[WHAT TO WORK ON]
Retype everything in the listing from the line containing "Query: <item>side window</item>" down to the end of the listing, changing nothing.

[RECORDS SHOWN]
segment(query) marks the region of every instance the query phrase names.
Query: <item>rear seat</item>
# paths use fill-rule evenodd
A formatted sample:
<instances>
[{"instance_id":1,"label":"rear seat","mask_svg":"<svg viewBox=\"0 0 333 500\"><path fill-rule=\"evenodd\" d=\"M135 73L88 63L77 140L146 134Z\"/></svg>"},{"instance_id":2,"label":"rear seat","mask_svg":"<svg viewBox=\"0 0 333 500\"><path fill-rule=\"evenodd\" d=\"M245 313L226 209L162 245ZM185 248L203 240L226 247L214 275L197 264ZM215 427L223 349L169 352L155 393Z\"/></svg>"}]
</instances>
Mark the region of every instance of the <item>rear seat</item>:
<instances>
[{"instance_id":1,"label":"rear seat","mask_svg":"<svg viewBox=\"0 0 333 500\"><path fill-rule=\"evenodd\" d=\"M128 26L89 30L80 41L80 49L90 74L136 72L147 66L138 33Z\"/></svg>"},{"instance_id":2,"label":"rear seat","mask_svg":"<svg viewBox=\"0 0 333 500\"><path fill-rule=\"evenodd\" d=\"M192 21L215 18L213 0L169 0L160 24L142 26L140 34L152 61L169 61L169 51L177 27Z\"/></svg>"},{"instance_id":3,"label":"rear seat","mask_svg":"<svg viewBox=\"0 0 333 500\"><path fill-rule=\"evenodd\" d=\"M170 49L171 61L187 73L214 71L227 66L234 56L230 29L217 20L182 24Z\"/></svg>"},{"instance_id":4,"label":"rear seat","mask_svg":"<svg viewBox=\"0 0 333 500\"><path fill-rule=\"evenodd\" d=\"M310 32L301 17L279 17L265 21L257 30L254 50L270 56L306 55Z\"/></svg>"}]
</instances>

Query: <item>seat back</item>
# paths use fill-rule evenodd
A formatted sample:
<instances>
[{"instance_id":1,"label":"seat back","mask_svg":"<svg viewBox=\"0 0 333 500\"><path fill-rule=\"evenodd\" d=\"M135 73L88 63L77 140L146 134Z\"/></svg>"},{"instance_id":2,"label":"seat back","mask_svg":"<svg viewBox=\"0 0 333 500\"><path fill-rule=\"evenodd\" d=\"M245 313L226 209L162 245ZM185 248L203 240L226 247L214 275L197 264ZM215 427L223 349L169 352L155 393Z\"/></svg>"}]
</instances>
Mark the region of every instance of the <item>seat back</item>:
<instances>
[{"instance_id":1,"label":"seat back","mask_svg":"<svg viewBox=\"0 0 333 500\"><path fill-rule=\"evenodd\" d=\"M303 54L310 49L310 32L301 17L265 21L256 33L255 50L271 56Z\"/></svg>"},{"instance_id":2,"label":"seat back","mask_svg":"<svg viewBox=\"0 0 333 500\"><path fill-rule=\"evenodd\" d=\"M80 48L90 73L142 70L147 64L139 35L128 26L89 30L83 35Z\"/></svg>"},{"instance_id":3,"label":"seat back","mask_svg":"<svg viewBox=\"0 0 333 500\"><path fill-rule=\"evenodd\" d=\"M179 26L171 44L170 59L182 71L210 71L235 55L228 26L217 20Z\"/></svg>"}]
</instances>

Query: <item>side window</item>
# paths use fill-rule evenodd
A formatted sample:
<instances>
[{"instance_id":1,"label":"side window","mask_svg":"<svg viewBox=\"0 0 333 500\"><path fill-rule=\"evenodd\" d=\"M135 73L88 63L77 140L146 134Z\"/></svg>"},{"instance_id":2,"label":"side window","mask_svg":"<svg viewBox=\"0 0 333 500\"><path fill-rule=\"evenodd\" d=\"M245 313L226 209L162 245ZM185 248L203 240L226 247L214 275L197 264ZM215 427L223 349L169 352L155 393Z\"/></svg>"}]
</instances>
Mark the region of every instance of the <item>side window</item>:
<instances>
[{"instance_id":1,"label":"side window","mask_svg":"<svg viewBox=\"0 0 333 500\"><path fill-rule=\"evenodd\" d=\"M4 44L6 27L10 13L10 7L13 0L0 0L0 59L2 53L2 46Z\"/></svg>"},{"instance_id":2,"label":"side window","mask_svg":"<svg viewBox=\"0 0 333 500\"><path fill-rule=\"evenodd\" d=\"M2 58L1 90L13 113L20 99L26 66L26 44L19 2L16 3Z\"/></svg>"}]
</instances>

[ANSWER TO THIS TASK]
Query: <item>side window</item>
# paths use fill-rule evenodd
A formatted sample:
<instances>
[{"instance_id":1,"label":"side window","mask_svg":"<svg viewBox=\"0 0 333 500\"><path fill-rule=\"evenodd\" d=\"M135 73L88 63L77 140L146 134Z\"/></svg>"},{"instance_id":2,"label":"side window","mask_svg":"<svg viewBox=\"0 0 333 500\"><path fill-rule=\"evenodd\" d=\"M245 313L226 209L162 245ZM185 248L203 240L226 247L214 275L197 264ZM215 427L223 349L169 352L155 393Z\"/></svg>"}]
</instances>
Mark the region of every instance of the <item>side window</item>:
<instances>
[{"instance_id":1,"label":"side window","mask_svg":"<svg viewBox=\"0 0 333 500\"><path fill-rule=\"evenodd\" d=\"M4 44L6 27L10 13L10 7L13 0L0 0L0 59L2 53L2 46Z\"/></svg>"},{"instance_id":2,"label":"side window","mask_svg":"<svg viewBox=\"0 0 333 500\"><path fill-rule=\"evenodd\" d=\"M2 58L1 90L13 113L20 99L26 66L26 44L19 2L16 3Z\"/></svg>"}]
</instances>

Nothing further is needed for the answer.